[To do] Print the data below line for line without changing anything, and omit the pictures.

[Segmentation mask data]
━━━━━━━━━━

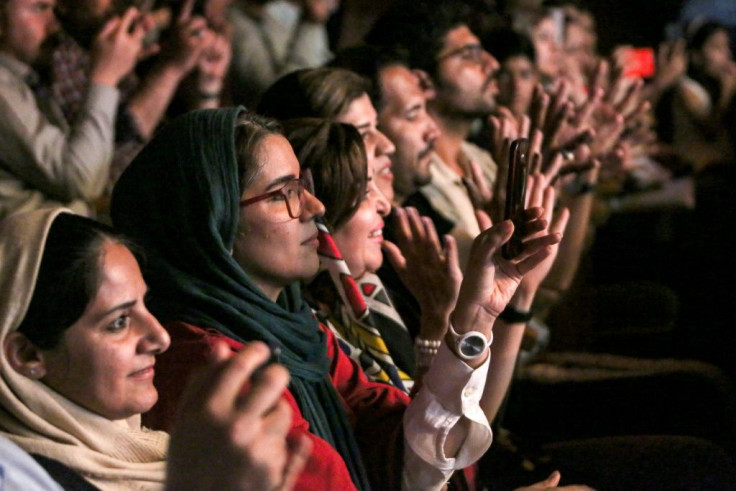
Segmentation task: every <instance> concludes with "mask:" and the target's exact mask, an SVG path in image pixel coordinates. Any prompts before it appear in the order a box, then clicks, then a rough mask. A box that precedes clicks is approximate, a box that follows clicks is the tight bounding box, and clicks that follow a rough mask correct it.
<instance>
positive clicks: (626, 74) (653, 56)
mask: <svg viewBox="0 0 736 491" xmlns="http://www.w3.org/2000/svg"><path fill="white" fill-rule="evenodd" d="M627 51H628V52H627V53H626V60H627V62H626V67H625V69H624V75H625V76H626V77H640V78H651V77H652V76H653V75H654V69H655V67H654V56H655V55H654V49H652V48H629V49H628V50H627Z"/></svg>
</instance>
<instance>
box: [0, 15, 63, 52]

━━━━━━━━━━

[Response]
Segmentation task: every <instance> concludes with "mask:" and the target's exact mask, an SVG path in image pixel coordinates. Any prompts before it appear in the order a box, then clicks, then a rough mask. A box that precedes clicks is approximate, a box that follows clicks is the tight bounding box, and clicks that follow a rough mask correct it.
<instance>
positive clicks: (626, 74) (653, 56)
mask: <svg viewBox="0 0 736 491" xmlns="http://www.w3.org/2000/svg"><path fill="white" fill-rule="evenodd" d="M627 51H628V52H627V53H626V60H627V62H626V67H625V69H624V75H625V76H626V77H640V78H651V77H652V76H653V75H654V69H655V67H654V56H655V55H654V49H652V48H629V49H628V50H627Z"/></svg>
</instance>
<instance>
box: [0, 15, 63, 52]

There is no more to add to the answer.